### TEXTO PROPORCIONADO
┏━━

La noche de las Luces
'Liberté', el nuevo filme de Albert Serra, transcurre en esos bosques en los que la Europa del XVIII se buscó a sí misma
En la primera secuencia de Liberté, oscurece en el bosque; en la última, amanece en el bosque. Entre estas imágenes, de tenue elegancia susurrada, que abren y cierran el relato, y que son solo naturaleza, vemos a un grupo de personajes —o, a veces, los entrevemos— que tienden a converger en lo que Sade llamaba “en état de nature”; pues no es una naturaleza roussoniana, sino sadiana, y no hay que pensar, en un sentido en Marat-Sade o, en otro, en el Vecchiali de Change pas de main o en el Godard de Numéro deux; mas conviene acordarse del propio Albert Serra en Historia de mi muerte: como allí, nos encontramos en el corazón de tiniebla del Siglo de las Luces. Estos libertinos son como un Sade que escapa de la Bastilla y de Charenton; unas concisas palabras, al comienzo, lo indican.
En este bosque nocturno —previo al Bosque de la noche, de Djuna Barnes— solo un aditamento persiste: una silla de manos que parece procedente de un watteau de la londinense Colección Wallace. Dos personajes sanchopancescos —casi los “atónitos palurdos” machadianos, pero que remiten a figuras de Honor de cavalleria, o a los Reyes Magos del propio Serra— presencian escenas en las que no participan sino en la misma medida en que lo haga el espectador. Las imágenes, de lujo refinado, contenido y casi secreto, son tajos de luz y sombra, acuchilladas por escorzos de rara crudeza; pero, sin embargo, la esplendorosa y a la vez sobrecogida visualización en claroscuro es, con frecuencia, solo sombra chinesca de las palabras; más que diálogos, monólogos eróticos no tanto dichos como declamados, que a menudo ni duplican ni prefiguran los actos visibles en la imagen tenebrista: en efecto, lo postulado por la palabra —la absoluta fantasía sexual “excede” como en cierto famoso y angustiado poema de Blas de Otero—, por su propia naturaleza, lo enunciable de viva voz. La condición profundamente imaginativa del erotismo, siempre destinado a quedar más acá de sí mismo, late en la sombría grandeza de estas criaturas contorcidas y boscosas.

┗━━

### EXTRACTO DE DATOS
┏━━

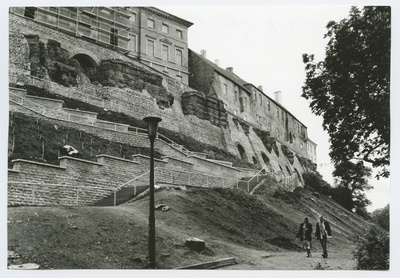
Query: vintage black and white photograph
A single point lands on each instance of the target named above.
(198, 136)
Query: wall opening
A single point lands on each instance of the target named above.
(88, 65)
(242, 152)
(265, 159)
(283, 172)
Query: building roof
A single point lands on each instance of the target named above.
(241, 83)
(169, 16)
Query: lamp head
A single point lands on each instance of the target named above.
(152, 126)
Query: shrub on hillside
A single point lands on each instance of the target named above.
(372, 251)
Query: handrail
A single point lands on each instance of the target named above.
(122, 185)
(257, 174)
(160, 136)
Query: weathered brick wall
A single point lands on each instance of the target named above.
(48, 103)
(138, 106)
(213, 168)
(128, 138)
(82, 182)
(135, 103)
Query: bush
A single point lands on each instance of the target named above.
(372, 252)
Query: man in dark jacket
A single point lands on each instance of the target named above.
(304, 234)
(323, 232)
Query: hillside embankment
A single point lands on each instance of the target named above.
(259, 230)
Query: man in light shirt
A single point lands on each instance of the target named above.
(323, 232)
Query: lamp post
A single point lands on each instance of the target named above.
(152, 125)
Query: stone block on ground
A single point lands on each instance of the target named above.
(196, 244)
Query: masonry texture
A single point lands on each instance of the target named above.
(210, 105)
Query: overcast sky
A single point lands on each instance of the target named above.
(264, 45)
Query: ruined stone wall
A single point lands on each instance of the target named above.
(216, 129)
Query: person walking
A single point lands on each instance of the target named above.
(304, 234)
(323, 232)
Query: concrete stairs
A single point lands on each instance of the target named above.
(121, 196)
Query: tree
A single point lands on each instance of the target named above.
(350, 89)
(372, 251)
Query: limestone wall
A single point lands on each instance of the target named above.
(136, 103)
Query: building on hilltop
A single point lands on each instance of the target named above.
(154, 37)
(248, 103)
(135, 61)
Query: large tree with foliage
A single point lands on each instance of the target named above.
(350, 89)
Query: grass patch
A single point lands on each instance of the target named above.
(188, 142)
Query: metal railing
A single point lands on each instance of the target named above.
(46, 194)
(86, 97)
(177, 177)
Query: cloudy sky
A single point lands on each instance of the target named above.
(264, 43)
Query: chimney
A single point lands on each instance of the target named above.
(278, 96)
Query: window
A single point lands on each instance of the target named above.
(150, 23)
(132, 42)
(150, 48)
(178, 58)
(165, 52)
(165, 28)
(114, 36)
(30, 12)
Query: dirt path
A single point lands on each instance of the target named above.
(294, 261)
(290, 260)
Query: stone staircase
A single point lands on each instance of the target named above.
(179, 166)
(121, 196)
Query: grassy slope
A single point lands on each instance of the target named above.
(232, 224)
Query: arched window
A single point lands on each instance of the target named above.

┗━━
┏━━

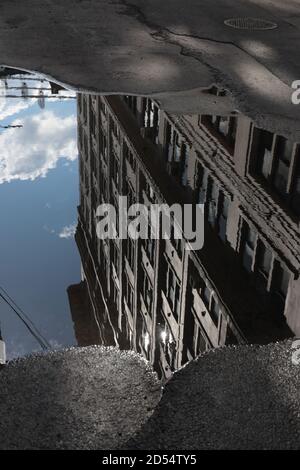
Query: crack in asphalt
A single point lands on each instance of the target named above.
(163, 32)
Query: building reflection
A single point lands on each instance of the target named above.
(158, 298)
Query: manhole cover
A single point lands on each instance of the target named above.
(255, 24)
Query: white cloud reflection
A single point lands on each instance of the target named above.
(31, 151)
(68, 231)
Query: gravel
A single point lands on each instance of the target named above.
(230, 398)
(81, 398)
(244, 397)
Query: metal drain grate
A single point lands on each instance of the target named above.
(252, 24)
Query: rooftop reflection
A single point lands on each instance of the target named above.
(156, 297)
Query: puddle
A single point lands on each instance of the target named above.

┗━━

### ORDEN DE TRABAJO A
Según la reseña sobre Liberté, ¿por qué la visualización en claroscuro es con frecuencia «solo sombra chinesca de las palabras»? Responda en una a tres oraciones.
### ORDEN DE TRABAJO B
Conteste las siguientes preguntas con datos de la reseña:
(i) ¿Qué ocurre en el bosque en la primera y en la última secuencia de Liberté?
(ii) ¿De qué lugares escapa el Sade al que se asemejan estos libertinos?
(iii) ¿De dónde parece proceder la silla de manos?

### RESPUESTA DEL EJERCICIO A
Porque lo que se dice en la película no son tanto diálogos como monólogos eróticos, más declamados que dichos. Esos monólogos a menudo no duplican ni prefiguran los actos visibles en la imagen tenebrista.

### RESPUESTA DEL EJERCICIO B
(i) En la primera secuencia oscurece en el bosque y en la última amanece en él.
(ii) De la Bastilla y de Charenton.
(iii) De un watteau de la Colección Wallace de Londres.